----- TEXTAUSZUG

Auch deine Aussagen zur Abtreibung voraussichtlich behinderter Kinder (ungeborenes Leben) teile ich nicht. Ich sah erst dieser Tage einen Fernsehbericht, wonach immer weniger voraussichtlich behinderte Kinder in Deutschland ausgetragen werden, nachdem es immer früher und besser möglich ist, eine voraussichtliche Behinderung (z.B. Down-Syndrom) zu erkennen. Dass die Kirche infrage stellt, dass voraussichtlich behinderten Kindern immer öfter das "Lebensrecht von vornherein verweigert" wird aufgrund dieser ihrer Behinderung, finde ich eigentlich gut. Wollen wir nur noch "perfekte Menschen" auf die Welt kommen lassen? Eine Antwort zu dieser Frage maße ich mir aber nicht an. Es ist zu einfach, anderen etwas zu raten, wovon man selber nicht betroffen ist.

----------
----- VORLIEGENDE AUFLISTUNG

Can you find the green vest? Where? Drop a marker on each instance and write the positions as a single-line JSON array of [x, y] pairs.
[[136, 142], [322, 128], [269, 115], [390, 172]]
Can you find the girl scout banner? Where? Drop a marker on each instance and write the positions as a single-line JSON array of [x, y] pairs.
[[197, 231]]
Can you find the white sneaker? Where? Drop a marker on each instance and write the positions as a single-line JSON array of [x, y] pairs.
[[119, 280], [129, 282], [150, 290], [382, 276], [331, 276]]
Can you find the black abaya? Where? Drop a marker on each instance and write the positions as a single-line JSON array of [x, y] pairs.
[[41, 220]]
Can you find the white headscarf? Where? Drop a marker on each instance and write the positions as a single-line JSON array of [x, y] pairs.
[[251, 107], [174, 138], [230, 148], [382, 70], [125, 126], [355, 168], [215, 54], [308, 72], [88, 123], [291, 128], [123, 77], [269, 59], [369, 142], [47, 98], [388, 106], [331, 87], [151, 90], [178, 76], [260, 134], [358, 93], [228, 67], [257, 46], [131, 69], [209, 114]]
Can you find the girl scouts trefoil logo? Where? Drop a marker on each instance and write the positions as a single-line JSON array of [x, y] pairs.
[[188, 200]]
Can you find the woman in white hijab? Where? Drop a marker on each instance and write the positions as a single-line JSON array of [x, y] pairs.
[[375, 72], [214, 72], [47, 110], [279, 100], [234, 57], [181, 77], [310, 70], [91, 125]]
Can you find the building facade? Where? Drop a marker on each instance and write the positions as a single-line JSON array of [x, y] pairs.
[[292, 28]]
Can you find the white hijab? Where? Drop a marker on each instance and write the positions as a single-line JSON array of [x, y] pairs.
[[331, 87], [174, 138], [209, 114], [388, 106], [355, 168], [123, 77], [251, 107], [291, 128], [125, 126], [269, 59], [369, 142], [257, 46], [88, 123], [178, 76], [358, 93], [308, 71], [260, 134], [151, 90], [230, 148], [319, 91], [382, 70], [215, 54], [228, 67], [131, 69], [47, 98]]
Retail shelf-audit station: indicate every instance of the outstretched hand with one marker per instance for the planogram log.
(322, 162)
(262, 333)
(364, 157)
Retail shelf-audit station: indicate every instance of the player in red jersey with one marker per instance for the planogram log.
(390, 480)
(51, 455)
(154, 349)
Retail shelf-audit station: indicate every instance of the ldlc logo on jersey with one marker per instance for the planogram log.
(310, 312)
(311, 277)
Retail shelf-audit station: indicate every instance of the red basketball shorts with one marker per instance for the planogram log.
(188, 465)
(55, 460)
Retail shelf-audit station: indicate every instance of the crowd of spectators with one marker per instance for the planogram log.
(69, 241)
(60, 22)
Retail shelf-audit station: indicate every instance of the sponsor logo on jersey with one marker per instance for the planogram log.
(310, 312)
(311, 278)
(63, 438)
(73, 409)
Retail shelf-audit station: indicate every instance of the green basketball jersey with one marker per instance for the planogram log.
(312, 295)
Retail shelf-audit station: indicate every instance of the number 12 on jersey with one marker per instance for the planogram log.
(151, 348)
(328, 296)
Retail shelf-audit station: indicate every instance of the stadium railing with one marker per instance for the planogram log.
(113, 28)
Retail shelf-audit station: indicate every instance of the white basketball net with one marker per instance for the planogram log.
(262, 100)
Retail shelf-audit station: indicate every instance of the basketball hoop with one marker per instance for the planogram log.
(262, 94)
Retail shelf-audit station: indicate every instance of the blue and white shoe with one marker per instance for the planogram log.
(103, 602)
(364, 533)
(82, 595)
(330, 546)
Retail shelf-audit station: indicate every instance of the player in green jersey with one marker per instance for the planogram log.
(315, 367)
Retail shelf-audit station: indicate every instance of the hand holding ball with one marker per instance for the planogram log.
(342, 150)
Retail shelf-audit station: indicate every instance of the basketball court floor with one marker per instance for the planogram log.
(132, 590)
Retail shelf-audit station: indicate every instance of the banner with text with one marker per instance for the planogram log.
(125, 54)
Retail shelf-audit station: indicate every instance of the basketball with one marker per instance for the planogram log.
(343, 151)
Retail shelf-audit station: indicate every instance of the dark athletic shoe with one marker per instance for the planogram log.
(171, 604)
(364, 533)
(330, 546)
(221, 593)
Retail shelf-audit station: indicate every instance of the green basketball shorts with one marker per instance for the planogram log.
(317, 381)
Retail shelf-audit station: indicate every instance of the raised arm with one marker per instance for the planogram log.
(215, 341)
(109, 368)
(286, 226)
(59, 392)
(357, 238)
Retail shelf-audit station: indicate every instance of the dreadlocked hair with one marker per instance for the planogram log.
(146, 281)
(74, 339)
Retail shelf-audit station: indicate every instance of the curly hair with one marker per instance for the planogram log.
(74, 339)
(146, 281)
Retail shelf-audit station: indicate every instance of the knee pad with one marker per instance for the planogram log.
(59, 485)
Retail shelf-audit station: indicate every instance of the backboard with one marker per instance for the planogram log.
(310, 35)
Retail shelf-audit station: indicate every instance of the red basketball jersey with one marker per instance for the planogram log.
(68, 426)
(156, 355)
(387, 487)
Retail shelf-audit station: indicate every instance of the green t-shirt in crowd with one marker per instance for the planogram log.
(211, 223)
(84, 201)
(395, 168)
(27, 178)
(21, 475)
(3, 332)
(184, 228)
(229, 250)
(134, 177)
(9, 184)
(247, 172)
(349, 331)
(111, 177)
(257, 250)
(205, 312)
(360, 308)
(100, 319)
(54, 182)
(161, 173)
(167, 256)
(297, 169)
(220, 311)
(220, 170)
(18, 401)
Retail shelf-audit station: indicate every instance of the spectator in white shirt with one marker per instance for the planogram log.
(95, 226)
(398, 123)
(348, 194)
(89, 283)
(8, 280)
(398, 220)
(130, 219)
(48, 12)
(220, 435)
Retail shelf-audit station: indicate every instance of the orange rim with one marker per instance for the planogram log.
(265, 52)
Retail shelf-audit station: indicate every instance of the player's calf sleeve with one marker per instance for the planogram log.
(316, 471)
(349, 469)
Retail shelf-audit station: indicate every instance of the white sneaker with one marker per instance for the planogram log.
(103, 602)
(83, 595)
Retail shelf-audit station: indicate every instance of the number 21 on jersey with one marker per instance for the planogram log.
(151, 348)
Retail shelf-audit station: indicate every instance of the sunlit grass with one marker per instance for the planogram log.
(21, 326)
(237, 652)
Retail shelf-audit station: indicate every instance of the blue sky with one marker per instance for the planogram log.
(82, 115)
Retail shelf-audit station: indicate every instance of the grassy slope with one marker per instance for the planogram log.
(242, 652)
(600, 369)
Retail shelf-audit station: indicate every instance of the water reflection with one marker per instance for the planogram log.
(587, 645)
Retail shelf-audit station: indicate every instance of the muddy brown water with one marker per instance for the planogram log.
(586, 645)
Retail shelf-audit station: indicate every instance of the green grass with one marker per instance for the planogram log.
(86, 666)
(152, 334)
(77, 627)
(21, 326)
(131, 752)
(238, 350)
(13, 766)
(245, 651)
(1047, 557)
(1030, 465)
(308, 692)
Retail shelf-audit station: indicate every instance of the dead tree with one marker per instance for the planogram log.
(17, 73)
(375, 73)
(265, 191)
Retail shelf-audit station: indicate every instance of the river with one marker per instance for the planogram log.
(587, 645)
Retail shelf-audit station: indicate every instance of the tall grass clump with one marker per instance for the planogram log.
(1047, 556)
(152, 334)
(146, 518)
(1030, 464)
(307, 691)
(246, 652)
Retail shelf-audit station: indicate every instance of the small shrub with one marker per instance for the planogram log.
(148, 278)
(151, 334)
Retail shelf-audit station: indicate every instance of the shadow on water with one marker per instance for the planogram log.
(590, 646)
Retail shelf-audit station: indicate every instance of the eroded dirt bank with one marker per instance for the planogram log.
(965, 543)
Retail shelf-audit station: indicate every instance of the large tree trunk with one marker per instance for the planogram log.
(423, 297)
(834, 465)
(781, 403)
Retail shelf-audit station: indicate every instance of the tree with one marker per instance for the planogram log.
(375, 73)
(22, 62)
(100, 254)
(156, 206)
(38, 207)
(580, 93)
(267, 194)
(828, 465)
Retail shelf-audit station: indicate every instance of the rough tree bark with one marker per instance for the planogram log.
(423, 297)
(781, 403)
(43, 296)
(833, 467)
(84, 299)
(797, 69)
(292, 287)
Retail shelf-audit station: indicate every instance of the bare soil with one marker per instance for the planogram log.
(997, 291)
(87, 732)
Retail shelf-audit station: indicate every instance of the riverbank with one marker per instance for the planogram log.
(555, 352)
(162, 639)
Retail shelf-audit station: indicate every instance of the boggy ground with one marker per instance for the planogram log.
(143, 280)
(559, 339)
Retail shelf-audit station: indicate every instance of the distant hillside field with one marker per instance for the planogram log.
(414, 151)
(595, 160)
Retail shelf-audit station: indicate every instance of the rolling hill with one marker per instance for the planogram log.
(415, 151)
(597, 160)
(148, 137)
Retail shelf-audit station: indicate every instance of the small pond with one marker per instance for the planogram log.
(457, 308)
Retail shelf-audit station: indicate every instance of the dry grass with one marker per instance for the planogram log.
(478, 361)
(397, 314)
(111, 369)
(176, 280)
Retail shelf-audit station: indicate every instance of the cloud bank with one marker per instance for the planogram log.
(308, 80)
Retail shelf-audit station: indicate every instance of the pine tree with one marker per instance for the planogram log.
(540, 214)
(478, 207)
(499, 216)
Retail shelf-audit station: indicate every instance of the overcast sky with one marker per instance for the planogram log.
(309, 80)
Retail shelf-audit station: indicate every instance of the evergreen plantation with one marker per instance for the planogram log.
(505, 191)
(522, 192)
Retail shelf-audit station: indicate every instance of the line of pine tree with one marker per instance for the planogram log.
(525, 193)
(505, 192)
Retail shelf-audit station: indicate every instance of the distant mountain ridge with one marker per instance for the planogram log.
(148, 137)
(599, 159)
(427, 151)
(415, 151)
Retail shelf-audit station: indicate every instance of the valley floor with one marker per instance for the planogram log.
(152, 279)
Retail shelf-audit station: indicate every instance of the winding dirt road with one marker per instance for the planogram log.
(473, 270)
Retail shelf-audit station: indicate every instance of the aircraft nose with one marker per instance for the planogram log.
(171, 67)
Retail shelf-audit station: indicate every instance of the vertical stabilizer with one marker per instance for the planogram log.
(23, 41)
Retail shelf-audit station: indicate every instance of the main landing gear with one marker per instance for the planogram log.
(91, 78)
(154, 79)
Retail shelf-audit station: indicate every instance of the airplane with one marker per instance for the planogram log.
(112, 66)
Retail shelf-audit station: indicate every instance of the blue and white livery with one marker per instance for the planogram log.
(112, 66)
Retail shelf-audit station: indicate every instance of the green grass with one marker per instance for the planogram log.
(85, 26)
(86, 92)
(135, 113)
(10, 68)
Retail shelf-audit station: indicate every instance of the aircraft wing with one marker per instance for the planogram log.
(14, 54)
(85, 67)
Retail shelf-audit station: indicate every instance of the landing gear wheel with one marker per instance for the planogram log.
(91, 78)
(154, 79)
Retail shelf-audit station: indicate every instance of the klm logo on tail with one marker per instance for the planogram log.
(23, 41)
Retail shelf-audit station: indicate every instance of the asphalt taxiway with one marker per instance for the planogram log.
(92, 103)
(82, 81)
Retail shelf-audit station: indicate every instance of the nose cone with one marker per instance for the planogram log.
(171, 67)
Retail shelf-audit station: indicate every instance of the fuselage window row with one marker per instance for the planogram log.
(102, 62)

----------

▸ **ZU LÖSENDE AUFGABEN**:
**a.** Gib den Textauszug über die Abtreibung voraussichtlich behinderter Kinder vollständig und wortgetreu aus.
**b.** Stelle die Zeilen der Auflistung vom Anfang bis einschließlich der Zeile mit "[[41, 220]]" als JSON-Liste von Zeichenketten dar, mit einer Zeichenkette je Zeile und ohne Leerzeilen.

▸ **LÖSUNGEN DER AUFGABEN**:
**a.**
Auch deine Aussagen zur Abtreibung voraussichtlich behinderter Kinder (ungeborenes Leben) teile ich nicht. Ich sah erst dieser Tage einen Fernsehbericht, wonach immer weniger voraussichtlich behinderte Kinder in Deutschland ausgetragen werden, nachdem es immer früher und besser möglich ist, eine voraussichtliche Behinderung (z.B. Down-Syndrom) zu erkennen. Dass die Kirche infrage stellt, dass voraussichtlich behinderten Kindern immer öfter das "Lebensrecht von vornherein verweigert" wird aufgrund dieser ihrer Behinderung, finde ich eigentlich gut. Wollen wir nur noch "perfekte Menschen" auf die Welt kommen lassen? Eine Antwort zu dieser Frage maße ich mir aber nicht an. Es ist zu einfach, anderen etwas zu raten, wovon man selber nicht betroffen ist.

**b.**
[
  "Can you find the green vest? Where? Drop a marker on each instance and write the positions as a single-line JSON array of [x, y] pairs.",
  "[[136, 142], [322, 128], [269, 115], [390, 172]]",
  "Can you find the girl scout banner? Where? Drop a marker on each instance and write the positions as a single-line JSON array of [x, y] pairs.",
  "[[197, 231]]",
  "Can you find the white sneaker? Where? Drop a marker on each instance and write the positions as a single-line JSON array of [x, y] pairs.",
  "[[119, 280], [129, 282], [150, 290], [382, 276], [331, 276]]",
  "Can you find the black abaya? Where? Drop a marker on each instance and write the positions as a single-line JSON array of [x, y] pairs.",
  "[[41, 220]]"
]